Assignment:
I would like the lines below, from the one with "Query: grassy slope" through the one with "on the yellow", copied exactly and without any pictures.

Data to examine:
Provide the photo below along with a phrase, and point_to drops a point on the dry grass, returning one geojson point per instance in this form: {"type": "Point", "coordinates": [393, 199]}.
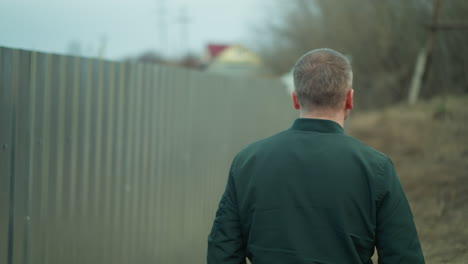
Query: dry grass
{"type": "Point", "coordinates": [429, 146]}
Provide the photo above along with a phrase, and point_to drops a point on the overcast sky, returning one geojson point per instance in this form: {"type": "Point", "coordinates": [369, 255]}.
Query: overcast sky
{"type": "Point", "coordinates": [127, 27]}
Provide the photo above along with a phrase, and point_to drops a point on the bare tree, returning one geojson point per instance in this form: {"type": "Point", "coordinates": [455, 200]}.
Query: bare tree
{"type": "Point", "coordinates": [383, 39]}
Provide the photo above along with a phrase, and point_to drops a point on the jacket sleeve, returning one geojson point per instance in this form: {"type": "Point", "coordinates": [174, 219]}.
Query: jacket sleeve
{"type": "Point", "coordinates": [396, 240]}
{"type": "Point", "coordinates": [225, 243]}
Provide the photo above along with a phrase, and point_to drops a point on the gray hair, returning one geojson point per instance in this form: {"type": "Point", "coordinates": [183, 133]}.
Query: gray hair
{"type": "Point", "coordinates": [321, 79]}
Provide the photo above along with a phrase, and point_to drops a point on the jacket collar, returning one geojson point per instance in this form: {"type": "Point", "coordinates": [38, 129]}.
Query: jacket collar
{"type": "Point", "coordinates": [317, 125]}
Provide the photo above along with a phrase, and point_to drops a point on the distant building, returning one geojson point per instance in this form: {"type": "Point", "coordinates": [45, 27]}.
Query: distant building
{"type": "Point", "coordinates": [233, 60]}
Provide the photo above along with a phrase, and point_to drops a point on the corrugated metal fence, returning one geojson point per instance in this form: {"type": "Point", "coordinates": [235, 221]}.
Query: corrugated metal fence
{"type": "Point", "coordinates": [105, 162]}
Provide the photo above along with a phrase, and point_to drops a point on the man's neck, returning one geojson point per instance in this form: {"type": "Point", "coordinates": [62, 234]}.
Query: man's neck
{"type": "Point", "coordinates": [337, 117]}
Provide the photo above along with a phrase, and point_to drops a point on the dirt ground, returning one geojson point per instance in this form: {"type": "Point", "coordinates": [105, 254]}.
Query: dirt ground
{"type": "Point", "coordinates": [429, 145]}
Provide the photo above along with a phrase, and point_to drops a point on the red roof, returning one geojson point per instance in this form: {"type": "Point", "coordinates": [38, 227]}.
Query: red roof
{"type": "Point", "coordinates": [215, 50]}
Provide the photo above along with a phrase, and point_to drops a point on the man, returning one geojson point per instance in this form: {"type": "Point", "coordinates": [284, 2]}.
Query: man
{"type": "Point", "coordinates": [312, 194]}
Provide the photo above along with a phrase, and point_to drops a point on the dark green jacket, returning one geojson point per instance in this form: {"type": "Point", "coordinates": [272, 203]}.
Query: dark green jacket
{"type": "Point", "coordinates": [312, 194]}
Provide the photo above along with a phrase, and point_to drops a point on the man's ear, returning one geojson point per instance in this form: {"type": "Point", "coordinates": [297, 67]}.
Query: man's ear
{"type": "Point", "coordinates": [349, 104]}
{"type": "Point", "coordinates": [295, 102]}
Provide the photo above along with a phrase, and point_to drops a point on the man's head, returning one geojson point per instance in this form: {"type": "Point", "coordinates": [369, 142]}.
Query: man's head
{"type": "Point", "coordinates": [323, 83]}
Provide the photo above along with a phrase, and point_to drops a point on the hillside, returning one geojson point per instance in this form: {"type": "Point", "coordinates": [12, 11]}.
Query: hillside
{"type": "Point", "coordinates": [429, 146]}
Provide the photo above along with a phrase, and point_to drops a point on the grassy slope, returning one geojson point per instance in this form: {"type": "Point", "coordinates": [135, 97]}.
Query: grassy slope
{"type": "Point", "coordinates": [429, 146]}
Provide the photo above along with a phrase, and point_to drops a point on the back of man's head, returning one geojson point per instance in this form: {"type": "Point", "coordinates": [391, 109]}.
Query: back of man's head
{"type": "Point", "coordinates": [321, 79]}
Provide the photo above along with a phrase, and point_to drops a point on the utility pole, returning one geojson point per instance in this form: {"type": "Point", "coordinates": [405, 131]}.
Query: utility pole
{"type": "Point", "coordinates": [424, 59]}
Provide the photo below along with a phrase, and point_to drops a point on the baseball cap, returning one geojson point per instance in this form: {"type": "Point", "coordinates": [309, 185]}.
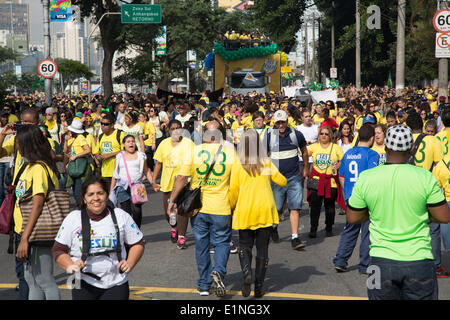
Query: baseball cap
{"type": "Point", "coordinates": [399, 138]}
{"type": "Point", "coordinates": [280, 115]}
{"type": "Point", "coordinates": [369, 119]}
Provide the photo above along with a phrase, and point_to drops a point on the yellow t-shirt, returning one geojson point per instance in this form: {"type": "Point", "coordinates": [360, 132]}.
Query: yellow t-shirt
{"type": "Point", "coordinates": [171, 159]}
{"type": "Point", "coordinates": [215, 192]}
{"type": "Point", "coordinates": [442, 173]}
{"type": "Point", "coordinates": [35, 176]}
{"type": "Point", "coordinates": [109, 144]}
{"type": "Point", "coordinates": [382, 152]}
{"type": "Point", "coordinates": [429, 151]}
{"type": "Point", "coordinates": [9, 147]}
{"type": "Point", "coordinates": [149, 132]}
{"type": "Point", "coordinates": [442, 137]}
{"type": "Point", "coordinates": [322, 160]}
{"type": "Point", "coordinates": [252, 197]}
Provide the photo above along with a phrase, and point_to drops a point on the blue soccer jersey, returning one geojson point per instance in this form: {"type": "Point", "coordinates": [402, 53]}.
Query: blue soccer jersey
{"type": "Point", "coordinates": [355, 161]}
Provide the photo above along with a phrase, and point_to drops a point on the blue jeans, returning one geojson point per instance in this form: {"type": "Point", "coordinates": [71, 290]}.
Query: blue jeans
{"type": "Point", "coordinates": [20, 271]}
{"type": "Point", "coordinates": [293, 191]}
{"type": "Point", "coordinates": [214, 229]}
{"type": "Point", "coordinates": [435, 234]}
{"type": "Point", "coordinates": [3, 168]}
{"type": "Point", "coordinates": [403, 280]}
{"type": "Point", "coordinates": [349, 237]}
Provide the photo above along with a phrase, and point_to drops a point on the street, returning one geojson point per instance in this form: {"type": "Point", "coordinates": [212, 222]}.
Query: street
{"type": "Point", "coordinates": [167, 273]}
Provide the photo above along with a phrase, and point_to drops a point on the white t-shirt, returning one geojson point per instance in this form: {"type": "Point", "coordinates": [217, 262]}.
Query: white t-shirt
{"type": "Point", "coordinates": [310, 133]}
{"type": "Point", "coordinates": [136, 132]}
{"type": "Point", "coordinates": [135, 168]}
{"type": "Point", "coordinates": [103, 238]}
{"type": "Point", "coordinates": [182, 119]}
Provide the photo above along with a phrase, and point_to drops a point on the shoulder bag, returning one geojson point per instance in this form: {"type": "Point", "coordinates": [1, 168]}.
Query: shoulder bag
{"type": "Point", "coordinates": [7, 208]}
{"type": "Point", "coordinates": [56, 207]}
{"type": "Point", "coordinates": [189, 201]}
{"type": "Point", "coordinates": [138, 190]}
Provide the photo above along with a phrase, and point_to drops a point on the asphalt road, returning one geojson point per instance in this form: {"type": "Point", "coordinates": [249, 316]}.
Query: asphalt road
{"type": "Point", "coordinates": [167, 273]}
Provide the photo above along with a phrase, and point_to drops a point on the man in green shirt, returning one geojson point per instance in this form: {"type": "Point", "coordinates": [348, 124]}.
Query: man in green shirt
{"type": "Point", "coordinates": [399, 199]}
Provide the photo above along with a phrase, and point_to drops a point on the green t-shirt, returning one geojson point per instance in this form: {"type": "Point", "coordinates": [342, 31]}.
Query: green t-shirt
{"type": "Point", "coordinates": [397, 196]}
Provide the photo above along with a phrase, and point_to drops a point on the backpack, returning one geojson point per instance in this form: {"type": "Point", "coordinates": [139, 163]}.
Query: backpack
{"type": "Point", "coordinates": [273, 139]}
{"type": "Point", "coordinates": [118, 133]}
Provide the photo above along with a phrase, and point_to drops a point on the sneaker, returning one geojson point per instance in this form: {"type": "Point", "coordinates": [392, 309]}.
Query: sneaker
{"type": "Point", "coordinates": [233, 248]}
{"type": "Point", "coordinates": [441, 273]}
{"type": "Point", "coordinates": [220, 287]}
{"type": "Point", "coordinates": [181, 243]}
{"type": "Point", "coordinates": [340, 269]}
{"type": "Point", "coordinates": [274, 235]}
{"type": "Point", "coordinates": [202, 292]}
{"type": "Point", "coordinates": [173, 235]}
{"type": "Point", "coordinates": [297, 244]}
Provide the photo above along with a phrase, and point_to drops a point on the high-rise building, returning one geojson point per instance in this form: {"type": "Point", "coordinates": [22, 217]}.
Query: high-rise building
{"type": "Point", "coordinates": [15, 25]}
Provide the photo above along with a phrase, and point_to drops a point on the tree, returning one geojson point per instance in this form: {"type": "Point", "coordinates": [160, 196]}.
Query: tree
{"type": "Point", "coordinates": [280, 20]}
{"type": "Point", "coordinates": [71, 70]}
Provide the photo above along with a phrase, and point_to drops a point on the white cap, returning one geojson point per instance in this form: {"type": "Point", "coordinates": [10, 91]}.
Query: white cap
{"type": "Point", "coordinates": [76, 126]}
{"type": "Point", "coordinates": [280, 115]}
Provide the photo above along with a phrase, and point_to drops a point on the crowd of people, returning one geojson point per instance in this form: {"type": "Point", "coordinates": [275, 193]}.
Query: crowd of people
{"type": "Point", "coordinates": [251, 156]}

Answer box:
Query: grassy slope
{"type": "Point", "coordinates": [429, 146]}
Provide the photo above along with a phrase, and point_to drops a point on the back of man's head, returning one geojson point per instance in this form: {"type": "Point", "coordinates": [391, 109]}.
Query: back of man's head
{"type": "Point", "coordinates": [321, 79]}
Provide the photo above along with a phrase, and point_to drops a point on the utility pole, returning one geojson point per instance in this form: {"type": "Point", "coordinates": [405, 131]}.
Query: utility pole
{"type": "Point", "coordinates": [424, 59]}
Provide the photo below along with a phrase, and point_to drops a point on the baseball cap, returning one geojson point per instance in this form: {"type": "Point", "coordinates": [309, 185]}.
Query: baseball cap
{"type": "Point", "coordinates": [399, 138]}
{"type": "Point", "coordinates": [280, 115]}
{"type": "Point", "coordinates": [369, 119]}
Provide the photo above along with a phrase, and point_to drops a point on the yellow t-shirt, returning one geojson point per instance in this form: {"type": "Point", "coordinates": [360, 132]}.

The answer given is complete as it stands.